AIM OF THE EXERCISE: Every line below from the one with "Target: yellow-green grape" through the one with "the grape cluster." should be retyped exactly, both ends included; no other lines and no pictures.

━━ WORKING DATA ━━

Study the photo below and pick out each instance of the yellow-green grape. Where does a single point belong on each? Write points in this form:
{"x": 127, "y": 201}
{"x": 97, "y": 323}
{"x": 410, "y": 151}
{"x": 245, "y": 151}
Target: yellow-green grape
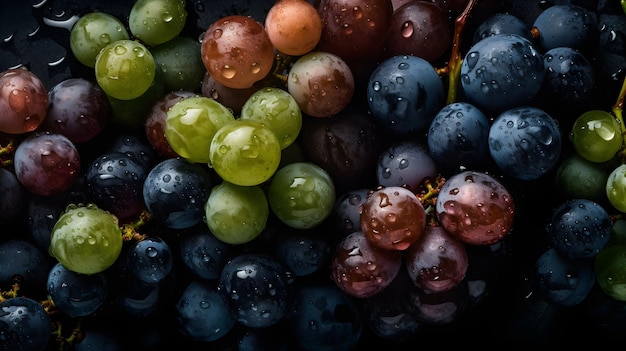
{"x": 245, "y": 152}
{"x": 301, "y": 195}
{"x": 191, "y": 124}
{"x": 157, "y": 21}
{"x": 610, "y": 269}
{"x": 596, "y": 135}
{"x": 236, "y": 214}
{"x": 86, "y": 239}
{"x": 92, "y": 32}
{"x": 125, "y": 69}
{"x": 276, "y": 109}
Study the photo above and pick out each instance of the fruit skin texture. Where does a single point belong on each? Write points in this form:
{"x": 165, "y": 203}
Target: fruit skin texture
{"x": 86, "y": 239}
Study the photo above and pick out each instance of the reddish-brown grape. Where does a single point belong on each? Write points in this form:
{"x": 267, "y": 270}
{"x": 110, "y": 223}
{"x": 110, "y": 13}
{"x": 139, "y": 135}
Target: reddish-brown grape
{"x": 293, "y": 26}
{"x": 393, "y": 218}
{"x": 23, "y": 101}
{"x": 237, "y": 51}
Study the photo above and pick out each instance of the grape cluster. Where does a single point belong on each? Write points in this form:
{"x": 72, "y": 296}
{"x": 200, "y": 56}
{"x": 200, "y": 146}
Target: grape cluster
{"x": 312, "y": 175}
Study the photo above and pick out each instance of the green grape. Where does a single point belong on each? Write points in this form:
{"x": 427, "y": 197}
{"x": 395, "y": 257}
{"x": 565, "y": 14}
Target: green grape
{"x": 596, "y": 136}
{"x": 278, "y": 110}
{"x": 579, "y": 178}
{"x": 181, "y": 64}
{"x": 86, "y": 239}
{"x": 191, "y": 124}
{"x": 245, "y": 152}
{"x": 610, "y": 269}
{"x": 616, "y": 188}
{"x": 125, "y": 69}
{"x": 92, "y": 32}
{"x": 236, "y": 214}
{"x": 155, "y": 22}
{"x": 301, "y": 195}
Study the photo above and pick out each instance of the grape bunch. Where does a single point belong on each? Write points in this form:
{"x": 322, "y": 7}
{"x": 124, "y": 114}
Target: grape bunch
{"x": 311, "y": 174}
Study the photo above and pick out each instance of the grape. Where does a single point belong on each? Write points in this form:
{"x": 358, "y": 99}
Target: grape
{"x": 150, "y": 260}
{"x": 23, "y": 101}
{"x": 293, "y": 26}
{"x": 157, "y": 21}
{"x": 78, "y": 109}
{"x": 501, "y": 72}
{"x": 562, "y": 281}
{"x": 566, "y": 25}
{"x": 419, "y": 28}
{"x": 579, "y": 228}
{"x": 404, "y": 93}
{"x": 354, "y": 29}
{"x": 436, "y": 261}
{"x": 458, "y": 137}
{"x": 86, "y": 239}
{"x": 406, "y": 163}
{"x": 616, "y": 188}
{"x": 155, "y": 122}
{"x": 76, "y": 294}
{"x": 278, "y": 111}
{"x": 24, "y": 325}
{"x": 180, "y": 62}
{"x": 245, "y": 152}
{"x": 125, "y": 69}
{"x": 525, "y": 142}
{"x": 236, "y": 214}
{"x": 325, "y": 319}
{"x": 392, "y": 218}
{"x": 202, "y": 313}
{"x": 257, "y": 289}
{"x": 475, "y": 207}
{"x": 191, "y": 124}
{"x": 47, "y": 163}
{"x": 92, "y": 32}
{"x": 301, "y": 194}
{"x": 237, "y": 51}
{"x": 596, "y": 135}
{"x": 175, "y": 191}
{"x": 321, "y": 83}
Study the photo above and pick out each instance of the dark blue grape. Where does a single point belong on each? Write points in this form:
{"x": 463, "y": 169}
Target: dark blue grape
{"x": 24, "y": 263}
{"x": 570, "y": 77}
{"x": 204, "y": 255}
{"x": 406, "y": 164}
{"x": 175, "y": 192}
{"x": 257, "y": 289}
{"x": 404, "y": 94}
{"x": 566, "y": 25}
{"x": 562, "y": 281}
{"x": 202, "y": 314}
{"x": 325, "y": 319}
{"x": 76, "y": 294}
{"x": 346, "y": 217}
{"x": 458, "y": 137}
{"x": 24, "y": 325}
{"x": 579, "y": 228}
{"x": 525, "y": 142}
{"x": 150, "y": 260}
{"x": 13, "y": 197}
{"x": 501, "y": 72}
{"x": 502, "y": 23}
{"x": 114, "y": 182}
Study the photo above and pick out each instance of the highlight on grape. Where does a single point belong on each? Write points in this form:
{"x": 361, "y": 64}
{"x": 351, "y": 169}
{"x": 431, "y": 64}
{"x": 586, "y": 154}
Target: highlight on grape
{"x": 311, "y": 174}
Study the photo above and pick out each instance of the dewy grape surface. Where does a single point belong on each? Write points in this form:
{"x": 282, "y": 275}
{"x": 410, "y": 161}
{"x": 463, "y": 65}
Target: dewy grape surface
{"x": 311, "y": 175}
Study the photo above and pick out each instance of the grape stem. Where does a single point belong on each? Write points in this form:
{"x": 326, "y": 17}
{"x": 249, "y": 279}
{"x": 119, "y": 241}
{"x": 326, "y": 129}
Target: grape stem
{"x": 454, "y": 64}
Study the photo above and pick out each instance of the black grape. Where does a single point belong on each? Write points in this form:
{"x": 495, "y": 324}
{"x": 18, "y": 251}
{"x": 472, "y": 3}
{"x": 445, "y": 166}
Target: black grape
{"x": 525, "y": 142}
{"x": 24, "y": 325}
{"x": 501, "y": 72}
{"x": 76, "y": 294}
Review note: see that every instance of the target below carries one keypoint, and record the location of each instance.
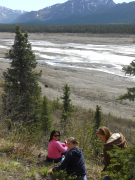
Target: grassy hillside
(23, 149)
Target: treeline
(99, 29)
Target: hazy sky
(30, 5)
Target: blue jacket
(73, 162)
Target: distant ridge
(75, 12)
(8, 15)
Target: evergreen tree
(122, 165)
(130, 91)
(45, 119)
(21, 90)
(67, 107)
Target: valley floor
(88, 87)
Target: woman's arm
(61, 148)
(65, 163)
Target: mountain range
(73, 12)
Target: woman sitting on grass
(55, 147)
(110, 139)
(74, 161)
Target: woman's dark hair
(104, 131)
(52, 134)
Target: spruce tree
(130, 91)
(21, 90)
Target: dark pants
(53, 160)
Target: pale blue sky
(30, 5)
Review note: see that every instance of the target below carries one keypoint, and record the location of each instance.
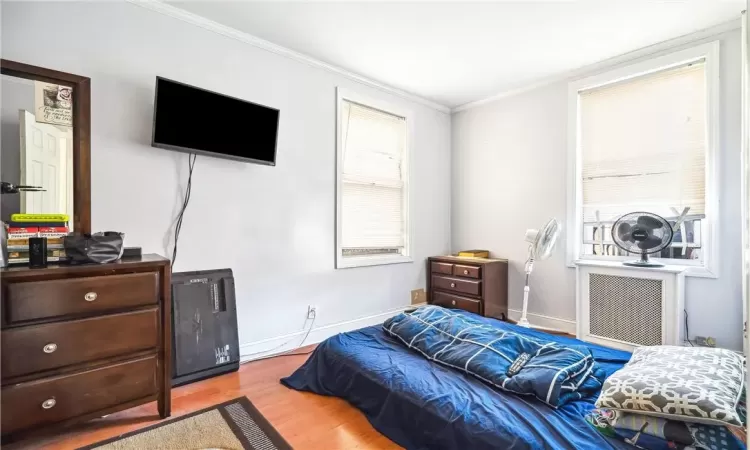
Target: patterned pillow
(698, 384)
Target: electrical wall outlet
(418, 296)
(702, 341)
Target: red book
(23, 230)
(53, 229)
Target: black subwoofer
(204, 325)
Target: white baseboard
(279, 344)
(568, 326)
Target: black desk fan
(644, 233)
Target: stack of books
(21, 227)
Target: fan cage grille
(626, 309)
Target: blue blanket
(422, 405)
(555, 374)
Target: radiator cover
(627, 307)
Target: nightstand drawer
(43, 347)
(454, 301)
(444, 268)
(49, 400)
(42, 299)
(457, 285)
(461, 270)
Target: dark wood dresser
(477, 285)
(80, 342)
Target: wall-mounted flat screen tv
(193, 120)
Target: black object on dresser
(80, 342)
(206, 343)
(478, 285)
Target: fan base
(640, 263)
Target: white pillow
(691, 384)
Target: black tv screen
(194, 120)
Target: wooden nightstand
(477, 285)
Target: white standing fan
(541, 242)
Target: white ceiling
(456, 53)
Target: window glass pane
(372, 197)
(643, 148)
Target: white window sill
(689, 271)
(344, 262)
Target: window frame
(708, 265)
(342, 262)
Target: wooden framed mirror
(55, 121)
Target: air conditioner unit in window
(626, 307)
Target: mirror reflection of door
(36, 147)
(46, 155)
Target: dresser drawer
(457, 285)
(454, 301)
(42, 347)
(466, 271)
(55, 399)
(442, 268)
(42, 299)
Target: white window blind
(372, 180)
(643, 144)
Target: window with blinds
(643, 144)
(372, 181)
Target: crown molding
(590, 69)
(210, 25)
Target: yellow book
(39, 217)
(475, 253)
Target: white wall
(509, 174)
(274, 226)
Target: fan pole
(523, 321)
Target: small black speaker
(204, 325)
(37, 252)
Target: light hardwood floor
(307, 421)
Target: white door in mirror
(46, 152)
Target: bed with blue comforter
(422, 404)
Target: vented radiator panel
(626, 309)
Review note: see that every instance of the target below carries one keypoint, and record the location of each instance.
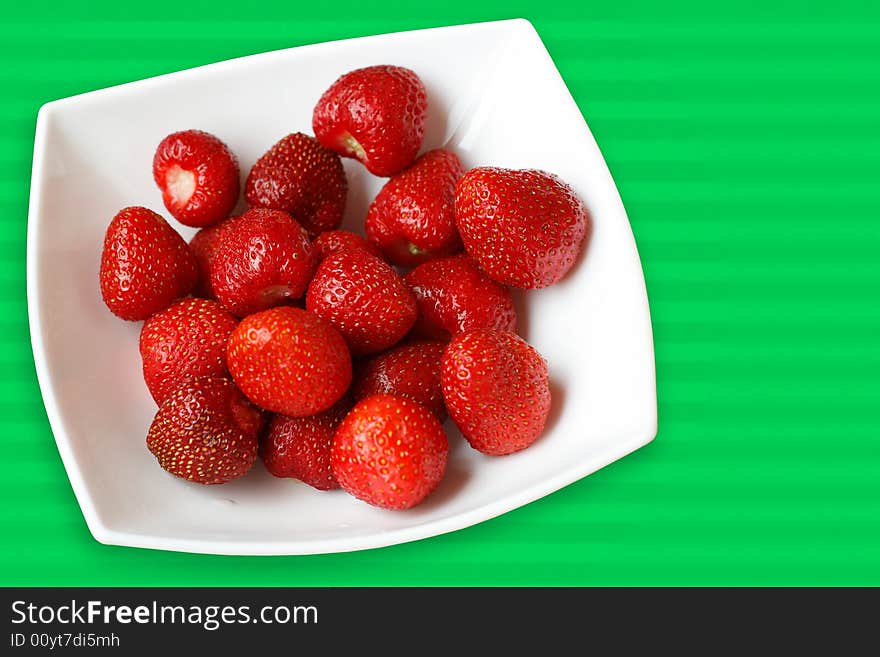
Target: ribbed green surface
(745, 142)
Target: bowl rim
(106, 534)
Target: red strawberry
(364, 298)
(203, 245)
(524, 228)
(185, 340)
(375, 115)
(198, 176)
(145, 264)
(496, 389)
(289, 361)
(410, 370)
(301, 177)
(453, 295)
(299, 447)
(331, 241)
(206, 431)
(389, 452)
(263, 258)
(412, 218)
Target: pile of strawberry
(273, 332)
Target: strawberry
(375, 115)
(496, 389)
(364, 298)
(204, 245)
(198, 176)
(263, 258)
(412, 218)
(301, 177)
(289, 361)
(145, 264)
(389, 452)
(185, 340)
(331, 241)
(206, 432)
(524, 228)
(299, 447)
(453, 295)
(411, 370)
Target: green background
(745, 141)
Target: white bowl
(497, 99)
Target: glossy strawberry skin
(390, 452)
(185, 340)
(364, 298)
(525, 228)
(376, 115)
(412, 218)
(145, 264)
(263, 258)
(304, 179)
(198, 176)
(206, 432)
(333, 241)
(204, 245)
(496, 389)
(290, 361)
(410, 370)
(299, 447)
(453, 295)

━━━

TASK ANSWER:
Target: yellow-green grape
{"x": 245, "y": 152}
{"x": 301, "y": 195}
{"x": 191, "y": 124}
{"x": 157, "y": 21}
{"x": 610, "y": 269}
{"x": 596, "y": 135}
{"x": 236, "y": 214}
{"x": 86, "y": 239}
{"x": 92, "y": 32}
{"x": 125, "y": 69}
{"x": 276, "y": 109}
Study the photo above and pick out each instance of the fruit skin texture. Where does a single point belong on each? Write points in this form:
{"x": 165, "y": 203}
Target: fruit skin texture
{"x": 86, "y": 239}
Study the photo above and pick out each instance of the reddish-brown grape. Where does a single point belong on each? Write points in this form:
{"x": 267, "y": 270}
{"x": 110, "y": 223}
{"x": 110, "y": 13}
{"x": 139, "y": 135}
Target: reddish-brown grape
{"x": 293, "y": 26}
{"x": 393, "y": 218}
{"x": 23, "y": 101}
{"x": 237, "y": 51}
Study the photo above and pick out each instance of the grape cluster. Where does a single point belong on each? Write points in this form:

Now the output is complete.